Goal: Below is a set of entries. Reproduce exactly the lines from the one containing "the yellow wheel" through the end, both included.
════════
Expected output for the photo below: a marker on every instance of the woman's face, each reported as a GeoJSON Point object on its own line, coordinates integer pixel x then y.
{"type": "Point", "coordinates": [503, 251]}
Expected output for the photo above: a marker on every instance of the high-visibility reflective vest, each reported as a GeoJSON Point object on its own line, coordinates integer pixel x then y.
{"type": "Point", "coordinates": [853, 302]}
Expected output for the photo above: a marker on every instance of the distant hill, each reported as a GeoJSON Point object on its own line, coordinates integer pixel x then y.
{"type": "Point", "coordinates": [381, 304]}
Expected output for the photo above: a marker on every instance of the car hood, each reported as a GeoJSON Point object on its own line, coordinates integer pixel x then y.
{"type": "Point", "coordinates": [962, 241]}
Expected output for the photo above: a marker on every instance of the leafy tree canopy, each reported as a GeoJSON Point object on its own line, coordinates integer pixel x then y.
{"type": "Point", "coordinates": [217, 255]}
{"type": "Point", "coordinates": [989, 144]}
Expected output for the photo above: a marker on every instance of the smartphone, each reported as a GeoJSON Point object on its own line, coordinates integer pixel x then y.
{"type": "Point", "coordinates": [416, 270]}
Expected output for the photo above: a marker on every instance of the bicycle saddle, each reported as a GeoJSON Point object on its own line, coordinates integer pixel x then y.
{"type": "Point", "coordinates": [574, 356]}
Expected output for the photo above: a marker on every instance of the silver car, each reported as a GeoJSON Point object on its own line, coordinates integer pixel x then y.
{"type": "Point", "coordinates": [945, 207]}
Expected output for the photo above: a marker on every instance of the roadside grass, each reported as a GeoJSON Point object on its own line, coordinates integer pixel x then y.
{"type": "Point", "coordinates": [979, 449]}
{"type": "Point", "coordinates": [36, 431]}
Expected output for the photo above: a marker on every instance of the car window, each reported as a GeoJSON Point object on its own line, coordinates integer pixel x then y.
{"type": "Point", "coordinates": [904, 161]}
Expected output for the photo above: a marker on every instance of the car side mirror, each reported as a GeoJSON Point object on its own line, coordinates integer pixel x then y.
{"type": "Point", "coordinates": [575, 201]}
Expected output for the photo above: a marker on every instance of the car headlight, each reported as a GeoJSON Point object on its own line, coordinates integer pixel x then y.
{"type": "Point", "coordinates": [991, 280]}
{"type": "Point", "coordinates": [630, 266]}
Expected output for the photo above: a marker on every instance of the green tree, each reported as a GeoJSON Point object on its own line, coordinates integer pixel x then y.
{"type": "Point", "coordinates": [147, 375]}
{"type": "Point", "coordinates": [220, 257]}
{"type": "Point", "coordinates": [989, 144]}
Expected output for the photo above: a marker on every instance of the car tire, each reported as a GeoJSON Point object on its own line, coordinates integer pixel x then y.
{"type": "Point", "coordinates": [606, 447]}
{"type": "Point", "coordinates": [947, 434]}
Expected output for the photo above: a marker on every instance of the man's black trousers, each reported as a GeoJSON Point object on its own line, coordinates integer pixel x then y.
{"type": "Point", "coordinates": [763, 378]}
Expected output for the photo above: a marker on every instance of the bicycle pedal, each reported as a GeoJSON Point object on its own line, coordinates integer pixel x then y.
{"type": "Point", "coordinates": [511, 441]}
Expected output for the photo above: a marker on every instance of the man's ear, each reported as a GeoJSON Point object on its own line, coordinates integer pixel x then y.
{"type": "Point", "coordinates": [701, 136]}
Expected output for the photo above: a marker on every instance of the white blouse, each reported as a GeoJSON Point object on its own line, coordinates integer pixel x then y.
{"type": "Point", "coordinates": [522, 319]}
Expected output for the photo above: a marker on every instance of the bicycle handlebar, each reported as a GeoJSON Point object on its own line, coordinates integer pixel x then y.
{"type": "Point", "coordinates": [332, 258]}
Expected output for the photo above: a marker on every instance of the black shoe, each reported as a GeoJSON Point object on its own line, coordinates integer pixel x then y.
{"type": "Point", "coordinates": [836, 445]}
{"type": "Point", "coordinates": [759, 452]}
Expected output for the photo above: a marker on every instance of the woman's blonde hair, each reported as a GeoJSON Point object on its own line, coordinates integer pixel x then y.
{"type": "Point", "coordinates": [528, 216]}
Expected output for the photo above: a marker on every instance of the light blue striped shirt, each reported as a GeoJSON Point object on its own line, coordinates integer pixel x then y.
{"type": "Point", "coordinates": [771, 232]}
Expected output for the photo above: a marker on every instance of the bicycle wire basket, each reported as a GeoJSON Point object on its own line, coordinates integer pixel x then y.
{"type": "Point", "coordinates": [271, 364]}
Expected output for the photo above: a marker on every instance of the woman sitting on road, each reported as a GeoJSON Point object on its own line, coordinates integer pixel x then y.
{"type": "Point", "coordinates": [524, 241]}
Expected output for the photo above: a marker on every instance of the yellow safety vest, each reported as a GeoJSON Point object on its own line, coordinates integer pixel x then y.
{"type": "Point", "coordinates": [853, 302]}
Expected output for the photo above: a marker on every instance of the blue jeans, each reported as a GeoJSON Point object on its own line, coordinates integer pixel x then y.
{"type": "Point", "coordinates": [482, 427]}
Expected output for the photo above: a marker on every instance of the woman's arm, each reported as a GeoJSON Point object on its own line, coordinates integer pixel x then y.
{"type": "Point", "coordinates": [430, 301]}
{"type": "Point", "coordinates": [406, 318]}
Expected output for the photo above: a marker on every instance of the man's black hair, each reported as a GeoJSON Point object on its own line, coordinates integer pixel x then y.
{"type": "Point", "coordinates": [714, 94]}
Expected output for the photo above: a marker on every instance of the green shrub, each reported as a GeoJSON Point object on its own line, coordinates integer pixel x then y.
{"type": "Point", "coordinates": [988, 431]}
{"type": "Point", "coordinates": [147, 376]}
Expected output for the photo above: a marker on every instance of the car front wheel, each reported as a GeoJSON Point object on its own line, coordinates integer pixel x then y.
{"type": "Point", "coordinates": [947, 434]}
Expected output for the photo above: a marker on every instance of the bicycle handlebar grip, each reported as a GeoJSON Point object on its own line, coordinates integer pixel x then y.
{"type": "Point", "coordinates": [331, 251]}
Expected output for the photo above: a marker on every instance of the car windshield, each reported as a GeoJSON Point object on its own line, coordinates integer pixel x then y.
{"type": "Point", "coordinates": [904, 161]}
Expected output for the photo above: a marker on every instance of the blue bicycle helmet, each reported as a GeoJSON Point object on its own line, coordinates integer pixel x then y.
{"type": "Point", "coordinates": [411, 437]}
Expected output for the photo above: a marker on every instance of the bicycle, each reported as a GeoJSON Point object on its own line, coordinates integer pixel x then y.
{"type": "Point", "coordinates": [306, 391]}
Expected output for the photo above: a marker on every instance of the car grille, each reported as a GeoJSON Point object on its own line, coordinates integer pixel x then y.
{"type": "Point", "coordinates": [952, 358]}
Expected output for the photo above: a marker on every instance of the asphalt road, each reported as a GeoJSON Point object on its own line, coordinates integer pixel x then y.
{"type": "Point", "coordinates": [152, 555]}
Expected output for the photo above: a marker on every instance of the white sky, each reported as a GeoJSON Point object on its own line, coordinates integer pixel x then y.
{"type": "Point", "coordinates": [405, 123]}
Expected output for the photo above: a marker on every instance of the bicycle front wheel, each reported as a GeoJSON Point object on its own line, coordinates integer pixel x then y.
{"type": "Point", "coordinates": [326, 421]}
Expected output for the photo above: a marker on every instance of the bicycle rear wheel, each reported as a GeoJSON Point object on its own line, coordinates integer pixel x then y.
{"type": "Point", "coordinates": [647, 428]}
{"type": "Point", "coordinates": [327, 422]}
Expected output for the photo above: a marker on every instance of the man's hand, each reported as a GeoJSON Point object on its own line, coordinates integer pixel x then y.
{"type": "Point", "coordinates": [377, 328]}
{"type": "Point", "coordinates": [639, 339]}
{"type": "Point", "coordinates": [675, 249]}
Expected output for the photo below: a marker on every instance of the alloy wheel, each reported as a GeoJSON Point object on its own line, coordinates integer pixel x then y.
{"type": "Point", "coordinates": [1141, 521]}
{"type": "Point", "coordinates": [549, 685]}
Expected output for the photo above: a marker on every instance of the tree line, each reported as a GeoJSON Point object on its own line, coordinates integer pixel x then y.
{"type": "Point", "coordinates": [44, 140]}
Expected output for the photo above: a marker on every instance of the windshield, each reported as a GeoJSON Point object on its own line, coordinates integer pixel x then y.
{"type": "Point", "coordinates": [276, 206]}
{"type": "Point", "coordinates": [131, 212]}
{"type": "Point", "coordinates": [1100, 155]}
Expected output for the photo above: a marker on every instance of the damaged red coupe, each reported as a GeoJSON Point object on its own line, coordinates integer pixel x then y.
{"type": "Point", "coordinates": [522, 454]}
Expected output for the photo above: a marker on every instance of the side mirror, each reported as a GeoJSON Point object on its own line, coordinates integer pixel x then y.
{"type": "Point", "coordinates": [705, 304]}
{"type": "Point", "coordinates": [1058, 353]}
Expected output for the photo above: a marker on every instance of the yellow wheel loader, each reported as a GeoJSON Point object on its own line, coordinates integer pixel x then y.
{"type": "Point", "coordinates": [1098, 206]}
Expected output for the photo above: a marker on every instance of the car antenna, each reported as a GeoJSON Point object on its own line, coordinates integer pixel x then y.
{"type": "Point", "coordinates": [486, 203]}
════════
Solved exercise:
Expected output for the photo above: a marker on every instance of the yellow wheel loader, each reported as a GeoJSON Point object on its own line, coordinates integer pixel x then y.
{"type": "Point", "coordinates": [1098, 206]}
Expected output for the photo above: a marker on every instance of the car antenna, each reported as a GeoJSON Point object on its own line, coordinates integer pixel x then y.
{"type": "Point", "coordinates": [486, 203]}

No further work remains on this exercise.